Dati:
────
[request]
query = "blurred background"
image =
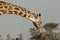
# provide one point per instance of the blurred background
(13, 24)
────
Ricopia tutte le righe dei dati qui sopra senza cambiare nulla, ma lascia fuori le immagini.

Svolgimento:
[request]
query = "blurred background"
image =
# provide one point per instance of the blurred background
(13, 24)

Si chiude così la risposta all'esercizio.